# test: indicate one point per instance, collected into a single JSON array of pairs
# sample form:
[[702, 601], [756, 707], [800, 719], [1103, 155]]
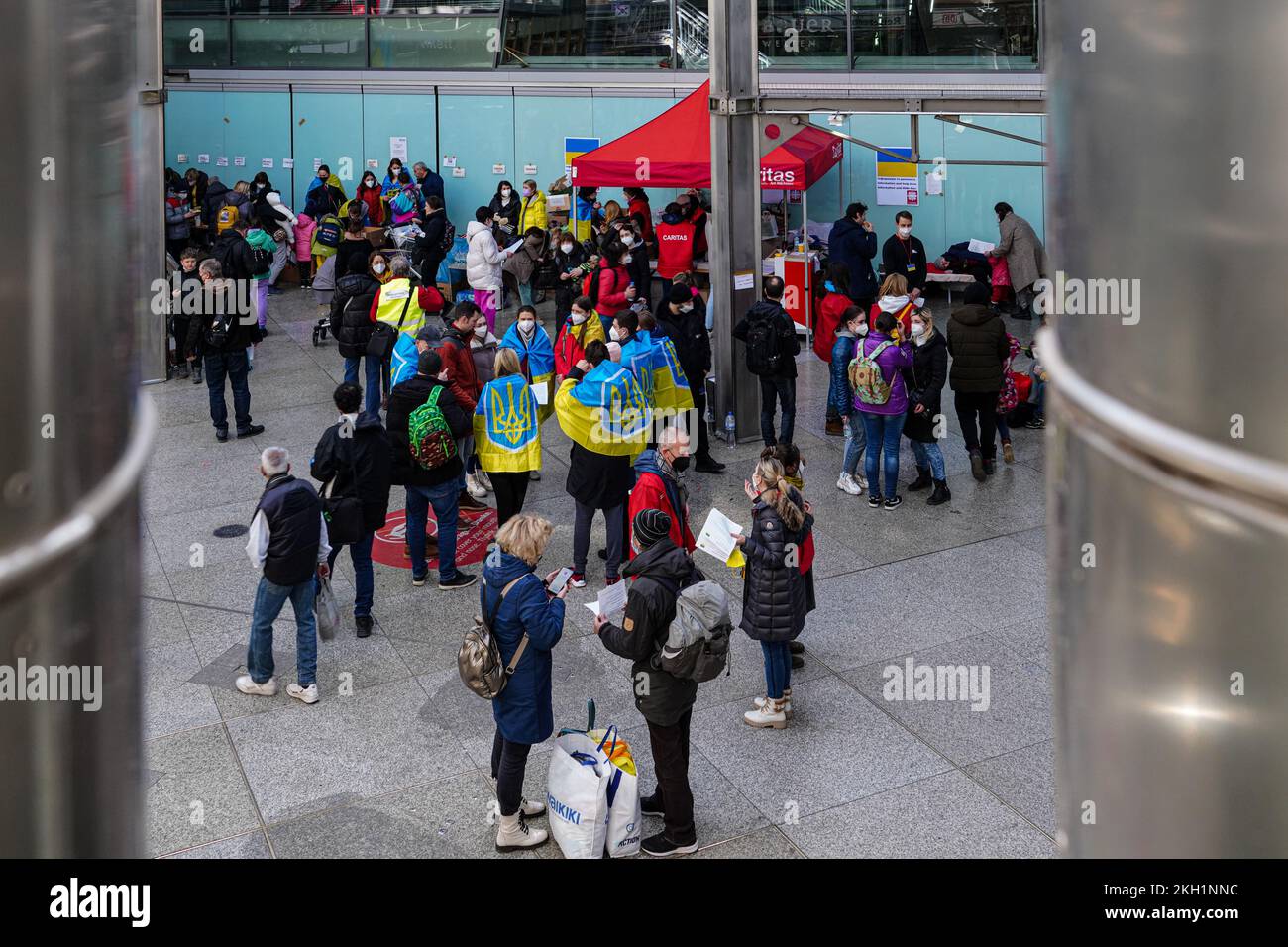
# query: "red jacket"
[[648, 493], [462, 373], [829, 312], [674, 249], [612, 289]]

- _Task brief_
Go through the listing above and write it out again exactly, dropping the pictures.

- _Final result_
# test: indicate one point per instance, collected into a single JSON array of pairs
# sample form:
[[702, 601], [756, 707], [800, 719], [1103, 155]]
# query: "red jacket"
[[648, 493], [462, 373], [829, 312], [674, 249], [612, 289]]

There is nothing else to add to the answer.